◆ **What is being asked**: Take the data below and repeat it exactly.

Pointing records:
[START]

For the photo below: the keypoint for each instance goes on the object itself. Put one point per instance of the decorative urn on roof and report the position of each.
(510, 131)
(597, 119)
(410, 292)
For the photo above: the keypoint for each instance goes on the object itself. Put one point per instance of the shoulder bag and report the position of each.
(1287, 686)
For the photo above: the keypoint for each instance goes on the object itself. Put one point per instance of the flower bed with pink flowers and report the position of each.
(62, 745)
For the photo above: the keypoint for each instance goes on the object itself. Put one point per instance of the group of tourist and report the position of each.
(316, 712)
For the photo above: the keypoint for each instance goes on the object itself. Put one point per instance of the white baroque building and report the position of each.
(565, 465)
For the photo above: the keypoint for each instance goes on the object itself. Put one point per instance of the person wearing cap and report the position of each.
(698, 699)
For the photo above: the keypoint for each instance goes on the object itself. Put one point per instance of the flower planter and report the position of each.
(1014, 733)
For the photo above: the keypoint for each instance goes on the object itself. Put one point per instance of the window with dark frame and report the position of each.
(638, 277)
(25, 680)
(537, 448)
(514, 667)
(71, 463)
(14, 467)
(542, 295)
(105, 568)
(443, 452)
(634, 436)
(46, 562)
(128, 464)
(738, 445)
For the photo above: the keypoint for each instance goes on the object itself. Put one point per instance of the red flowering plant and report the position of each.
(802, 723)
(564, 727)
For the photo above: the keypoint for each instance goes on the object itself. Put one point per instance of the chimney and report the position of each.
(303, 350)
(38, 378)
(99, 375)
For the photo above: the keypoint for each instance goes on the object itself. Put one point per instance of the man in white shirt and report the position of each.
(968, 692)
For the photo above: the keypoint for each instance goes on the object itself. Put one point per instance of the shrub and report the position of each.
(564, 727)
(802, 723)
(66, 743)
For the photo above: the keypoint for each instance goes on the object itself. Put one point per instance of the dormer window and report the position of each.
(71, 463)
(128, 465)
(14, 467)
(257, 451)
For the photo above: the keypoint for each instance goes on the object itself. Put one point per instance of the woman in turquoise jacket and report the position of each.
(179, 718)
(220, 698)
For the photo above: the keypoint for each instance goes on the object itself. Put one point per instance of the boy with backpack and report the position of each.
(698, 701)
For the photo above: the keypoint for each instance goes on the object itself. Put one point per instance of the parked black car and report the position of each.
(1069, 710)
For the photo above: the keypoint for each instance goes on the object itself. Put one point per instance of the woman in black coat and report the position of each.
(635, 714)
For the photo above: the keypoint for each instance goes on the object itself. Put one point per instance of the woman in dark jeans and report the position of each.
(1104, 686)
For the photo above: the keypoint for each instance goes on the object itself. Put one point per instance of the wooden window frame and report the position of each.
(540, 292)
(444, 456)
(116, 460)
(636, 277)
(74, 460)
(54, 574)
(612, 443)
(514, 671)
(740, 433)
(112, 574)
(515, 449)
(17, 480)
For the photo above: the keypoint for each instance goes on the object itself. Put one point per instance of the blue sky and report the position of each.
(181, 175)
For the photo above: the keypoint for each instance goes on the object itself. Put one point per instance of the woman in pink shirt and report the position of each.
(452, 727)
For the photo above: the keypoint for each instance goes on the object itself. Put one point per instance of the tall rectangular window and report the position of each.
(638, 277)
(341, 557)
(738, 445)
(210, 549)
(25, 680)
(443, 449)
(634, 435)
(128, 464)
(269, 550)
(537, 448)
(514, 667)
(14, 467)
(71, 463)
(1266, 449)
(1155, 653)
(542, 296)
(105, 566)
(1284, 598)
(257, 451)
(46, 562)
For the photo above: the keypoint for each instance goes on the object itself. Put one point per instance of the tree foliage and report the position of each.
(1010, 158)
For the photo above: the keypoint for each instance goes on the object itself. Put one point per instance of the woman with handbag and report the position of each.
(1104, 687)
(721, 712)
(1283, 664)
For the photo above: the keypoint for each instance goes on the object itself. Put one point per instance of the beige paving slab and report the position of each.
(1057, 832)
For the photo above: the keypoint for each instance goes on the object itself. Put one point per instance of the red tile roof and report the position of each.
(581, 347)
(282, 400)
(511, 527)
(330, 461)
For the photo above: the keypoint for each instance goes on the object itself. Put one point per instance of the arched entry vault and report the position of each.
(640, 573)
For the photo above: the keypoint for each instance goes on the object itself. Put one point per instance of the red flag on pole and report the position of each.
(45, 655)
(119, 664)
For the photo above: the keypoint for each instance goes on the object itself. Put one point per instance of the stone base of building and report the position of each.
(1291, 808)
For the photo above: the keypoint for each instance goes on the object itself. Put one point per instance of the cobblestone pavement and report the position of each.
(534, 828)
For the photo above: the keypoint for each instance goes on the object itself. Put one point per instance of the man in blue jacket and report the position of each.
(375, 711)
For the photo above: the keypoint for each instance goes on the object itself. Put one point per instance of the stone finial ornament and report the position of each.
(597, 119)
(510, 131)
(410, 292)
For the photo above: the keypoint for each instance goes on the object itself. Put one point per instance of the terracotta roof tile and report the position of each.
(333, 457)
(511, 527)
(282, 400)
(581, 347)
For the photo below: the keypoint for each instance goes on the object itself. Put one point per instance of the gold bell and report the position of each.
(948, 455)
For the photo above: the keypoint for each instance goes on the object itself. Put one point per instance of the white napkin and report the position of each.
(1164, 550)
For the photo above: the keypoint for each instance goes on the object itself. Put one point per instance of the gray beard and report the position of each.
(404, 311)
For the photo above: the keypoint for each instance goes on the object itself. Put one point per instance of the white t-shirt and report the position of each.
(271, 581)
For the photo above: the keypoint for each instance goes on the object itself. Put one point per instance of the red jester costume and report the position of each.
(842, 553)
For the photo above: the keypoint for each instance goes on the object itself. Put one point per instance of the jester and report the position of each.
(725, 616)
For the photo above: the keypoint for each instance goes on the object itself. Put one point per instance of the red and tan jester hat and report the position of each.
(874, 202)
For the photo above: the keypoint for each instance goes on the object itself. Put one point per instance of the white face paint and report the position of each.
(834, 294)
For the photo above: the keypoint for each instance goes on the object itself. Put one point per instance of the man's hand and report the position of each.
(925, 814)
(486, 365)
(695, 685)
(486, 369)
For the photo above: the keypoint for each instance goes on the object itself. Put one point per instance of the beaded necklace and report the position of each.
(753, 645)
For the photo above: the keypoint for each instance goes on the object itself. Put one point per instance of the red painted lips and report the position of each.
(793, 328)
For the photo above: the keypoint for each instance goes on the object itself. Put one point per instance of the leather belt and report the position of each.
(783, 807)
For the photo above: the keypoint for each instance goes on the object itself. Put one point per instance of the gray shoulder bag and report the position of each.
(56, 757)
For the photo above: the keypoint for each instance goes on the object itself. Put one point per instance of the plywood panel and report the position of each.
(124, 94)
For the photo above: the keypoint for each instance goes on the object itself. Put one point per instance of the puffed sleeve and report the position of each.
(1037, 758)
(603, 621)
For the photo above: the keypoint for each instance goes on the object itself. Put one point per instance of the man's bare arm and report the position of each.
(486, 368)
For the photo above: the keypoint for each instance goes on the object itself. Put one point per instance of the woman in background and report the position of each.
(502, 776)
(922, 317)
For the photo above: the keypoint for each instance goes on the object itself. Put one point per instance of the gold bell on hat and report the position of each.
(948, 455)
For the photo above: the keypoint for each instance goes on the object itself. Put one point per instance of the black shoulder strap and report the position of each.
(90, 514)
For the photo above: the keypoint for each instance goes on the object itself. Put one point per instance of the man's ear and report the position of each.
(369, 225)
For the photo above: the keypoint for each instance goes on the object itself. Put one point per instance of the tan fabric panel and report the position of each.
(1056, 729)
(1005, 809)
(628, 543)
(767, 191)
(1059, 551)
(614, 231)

[END]

◆ **Output of the exercise**:
For the photo below: the keypoint for each instance goes on the object itself. Put one point per instance of the decorative urn on roof and report the position of each.
(510, 131)
(597, 119)
(410, 292)
For the photo above: the keypoint for each instance goes on the object itself. Put one point per instance of the shoulder bag and report the position of each.
(1287, 686)
For the photo above: the keypoint for each instance goes on the object itself. Put one point per instance of the flower bed with pink flowers and report the position of each.
(62, 745)
For the photo above: the keypoint for each instance goes on the object itself. Put one point per instance of the group of tourist and report the position of each.
(316, 712)
For the photo above: the keypoint for each instance goes on the object itself. Put one point per instance of the white baroque building and report the position of each.
(565, 465)
For the photo above: the keypoint for each instance goes on the object itself. Put one point per instance of the person wearing cap and report the position of each.
(698, 699)
For the photo above: the keypoint for each instance goes on the object itself. Put one point per instance of the flower planter and report the position of each.
(1014, 733)
For the photo above: the keypoint for each instance goes on the object itself. Put one point per instance of the window with dark frame and report the position of each.
(638, 277)
(25, 680)
(537, 448)
(514, 667)
(71, 463)
(14, 467)
(542, 295)
(105, 568)
(443, 452)
(634, 436)
(46, 562)
(128, 464)
(738, 445)
For the photo above: the keypoint for each instance goes on the object itself. Put one point per instance of the red flowering plant and report the position of each.
(802, 723)
(564, 727)
For the photo above: the keypoint for each instance goes on the object itself. Put one point per instance of the chimney and report the position of each.
(303, 350)
(38, 378)
(99, 375)
For the photo above: the keypoint for each instance goes on the object itself. Put one point per instance of the man in white shirt and report the position of each.
(968, 692)
For the photo above: the keypoint for each instance goes on the object itself. Put one point per instance of the shrub and report the position of each.
(564, 727)
(802, 723)
(66, 743)
For the photo above: the keypoint for each instance goes on the object itself. Put one point per instance of the dormer window and report the position of each.
(71, 463)
(128, 465)
(14, 467)
(257, 451)
For the photo above: the keypoint for each instance goes on the object itself. Put one point per instance of the woman in turquoise jacket and report the position of each.
(179, 718)
(220, 698)
For the photo above: the keypoint for each instance goes on the object itself. Put one point per instance of the boy with backpack and report the position of each.
(698, 701)
For the photo above: the keypoint for each instance goes on the object itself. Put one point per instance of the parked black car and report the position of each.
(1069, 710)
For the photo above: the keypoint for each instance goes on the object itself. Put one point per instance of the woman in black coat and report the position of each.
(635, 714)
For the photo above: the keypoint for each instance goes on the object itself. Put one point per instance of the woman in dark jeans and report the position of each.
(1104, 686)
For the photo above: the keypoint for each instance goes on the object itself. Put one point per instance of the wooden window frame and report the position of each.
(540, 292)
(444, 456)
(116, 460)
(636, 277)
(74, 460)
(54, 574)
(612, 443)
(514, 671)
(740, 433)
(112, 574)
(515, 449)
(17, 480)
For the photo above: the keypoint for each instance goes on the object itself. Put one point per instance of the blue sky and report the position of each.
(181, 175)
For the photo above: the keypoint for each instance goes on the object itself. Put one point per instance of the woman in pink shirt and report the position of each.
(452, 727)
For the photo above: the keypoint for each instance goes on the object itself. Put one point per instance of the tall rectangular window and report the position of each.
(638, 277)
(341, 557)
(738, 445)
(210, 549)
(25, 680)
(443, 449)
(634, 435)
(128, 464)
(269, 550)
(537, 448)
(514, 667)
(14, 467)
(71, 463)
(1266, 449)
(1155, 653)
(542, 296)
(105, 566)
(1284, 598)
(257, 451)
(46, 562)
For the photo above: the keypoint for each instance goes on the object itself. Put one point per instance of the tree foliage and report the position of each.
(1010, 158)
For the photo above: the keypoint for each instance goes on the object itself. Put one point per instance of the woman with handbag and report the position of each.
(1104, 687)
(721, 712)
(1283, 664)
For the photo above: the keypoint for each instance goes on the object itself. Put one point per instance of the beige paving slab and report the position of each.
(1057, 832)
For the photo above: the keypoint for each instance goes on the object itself. Put one point per instance of the red tile roof and report the position of each.
(581, 347)
(282, 400)
(511, 527)
(330, 461)
For the photo above: the keypoint for each instance goes on the object itself. Put one point per instance of the arched entry vault and report the position of each.
(640, 573)
For the photo above: the keypoint for each instance goes on the object itself. Put one point per instance of the red flag on pole and report the position of each.
(45, 655)
(119, 664)
For the photo above: the keypoint for each instance goes on the object itself. Put one point per instance of the stone base of building and report the position of each.
(1291, 808)
For the photo above: the keypoint for each instance goes on the object itself. Put one point per instance of the cobblestone pavement and report the position of each.
(534, 828)
For the photo above: the keypoint for each instance goes on the object itself. Put one point per instance of the man in blue jacket and report the position of each.
(375, 711)
For the photo above: the keypoint for each instance goes on the object itself. Put one point per instance of the stone finial ornament and report the position of each.
(597, 119)
(510, 131)
(410, 292)
For the photo above: the keypoint for each instance goes on the object itself. Put one point per instance of the terracotta roof tile and report the position of each.
(333, 457)
(511, 527)
(282, 400)
(581, 347)
For the photo below: the keypoint for each instance goes on the object itself. Put one point per instance of the gold bell and report the position of each.
(948, 455)
For the photo above: the keypoint for each instance goes on the object itself. Put one point per instance of the white napkin and report the position of each.
(1164, 550)
For the photo above: the keypoint for each instance goes on the object itself. Put one point per instance of the gray beard and report the position of each.
(404, 311)
For the photo above: the keypoint for each instance goes on the object itself. Put one point per instance of the white t-shirt and report the position of each.
(271, 581)
For the photo above: the keypoint for each instance goes on the object itself. Put one point per instance of the red jester costume and report the position of each.
(842, 553)
For the photo above: the keypoint for each instance goes on the object itself. Put one point per instance of the jester and report the position of each.
(725, 616)
For the photo above: the keypoint for each instance goes on the object itself. Put one point per instance of the red and tan jester hat and report the position of each.
(874, 202)
For the photo above: the keypoint for each instance goes on the object itself. Put one point per instance of the white face paint and report the position of each.
(834, 294)
For the photo above: the keypoint for each instance goes on the object itself. Put one point per instance of the man's hand and report the position of each.
(925, 814)
(486, 365)
(695, 685)
(486, 369)
For the photo above: the keypoint for each instance goes on the object itself. Put one point per instance of the beaded necklace and report the position of each.
(753, 645)
For the photo above: the keypoint for each instance goes on the object itself. Put one point per instance of the red painted lips and report the position of each.
(793, 328)
For the photo above: the keypoint for each instance goes on the object itself. Put one point per instance of the leather belt and report the position of each.
(783, 807)
For the photo above: the keypoint for each instance goes on the object itself. Put one point per instance of the gray shoulder bag and report the position of each.
(56, 757)
For the photo above: the keypoint for each instance goes on the object itself. Put one point per instance of the plywood panel and report the position of each.
(124, 94)
For the photo above: the keypoint for each instance goes on the object itself. Put one point per instance of the puffed sleeve and report the position of each.
(1037, 758)
(603, 621)
For the photo above: the keypoint for each instance goes on the object itself. Put one point per instance of the man's bare arm and report the position of each.
(486, 368)
For the photo above: the keypoint for each instance goes on the object itself. Put one point per instance of the woman in background and report the position of each.
(502, 776)
(922, 317)
For the photo above: the keypoint for each instance goes on the object itself. Put one point per instance of the gold bell on hat and report the position of each.
(948, 455)
For the photo above: the keypoint for each instance goes on the object itself. Put one point per instance of the black shoulder strap and report the position of each.
(90, 514)
For the photo above: the keypoint for each instance goes on the object itself. Put one point per instance of the man's ear and report the position of each.
(369, 225)
For the photo above: the keypoint for each instance goes on the object itself. Put one point per instance of the tan fabric panel and report the position of each.
(1056, 729)
(1005, 809)
(628, 543)
(767, 191)
(1059, 551)
(614, 231)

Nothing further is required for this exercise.